— START OF Document excerpt —

Responding to an Army-wide directive in February to involve more women in community affairs, Captain Michael Starz, the U.S. officer in charge of the Yusufiyah area, hit upon the idea of creating a female security force, an idea he thought could solve several problems at once. "It is a critical security issue that we find a way to have women searched at high-traffic areas," he says. "Secondly, this is an employment program. After years of war and sectarian violence, many of the women around here are widows and have no way of supporting themselves." Working with community groups in town, Starz's unit began recruiting both Shi'ite and Sunni women, paying them $8 per day. Unlike the Sons of Iraq, which is organized along tribal lines, the Daughters of Iraq is designed as a bipartisan group. Says Starz, "Everybody has gotten along perferctly harmoniously on all shifts so far."
About 70 women are now in the group. They go to class twice a week at the community center, where they are trained in searching procedures and weapons detection. Since beginning work a month ago, they have been working at meetings or major events once or twice a week. "The security situation is better than it was," says Kadija Abadi, a Daughters of Iraq member on duty today, "but it is not good yet. If I can help make it better, then of course, I will try to do that."

— END OF Document excerpt —
— START OF Records —

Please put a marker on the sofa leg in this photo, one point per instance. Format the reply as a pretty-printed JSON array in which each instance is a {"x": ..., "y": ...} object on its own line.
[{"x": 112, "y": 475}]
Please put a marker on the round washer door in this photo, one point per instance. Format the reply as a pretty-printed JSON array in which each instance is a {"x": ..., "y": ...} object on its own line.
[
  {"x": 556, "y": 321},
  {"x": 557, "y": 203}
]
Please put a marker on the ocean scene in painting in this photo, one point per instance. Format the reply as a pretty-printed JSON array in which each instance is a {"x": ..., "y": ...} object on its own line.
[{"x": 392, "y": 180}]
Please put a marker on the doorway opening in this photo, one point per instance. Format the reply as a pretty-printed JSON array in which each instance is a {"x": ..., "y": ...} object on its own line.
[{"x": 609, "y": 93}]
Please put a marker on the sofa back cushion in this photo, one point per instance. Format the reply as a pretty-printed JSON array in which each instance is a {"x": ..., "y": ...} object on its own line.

— END OF Records —

_Goals_
1) Answer these about the passage on the Daughters of Iraq:
(a) How much are the women paid per day?
(b) About how many women are now in the group?
(c) How often do they go to class, and where?
2) Continue the passage on the Daughters of Iraq from its last sentence.
None of the items is needed here.

_Task-by-task results_
1)
(a) $8 per day.
(b) About 70.
(c) Twice a week, at the community center.

2)
The Marines created a similar force, called the Sisters of Fallujah, in December, but the Army unit in Yusufiyah is hoping that this initiative takes hold throughout the country. That is a long way off, however. "There are not going to be women manning all the checkpoints along with the men any time soon," says First Lieutenant Joshua Snyder, who helps oversee the program. "Right now, we can only have them working when there is a significant coalition force presence nearby. Even women searching women can be controversial to some more conservative types."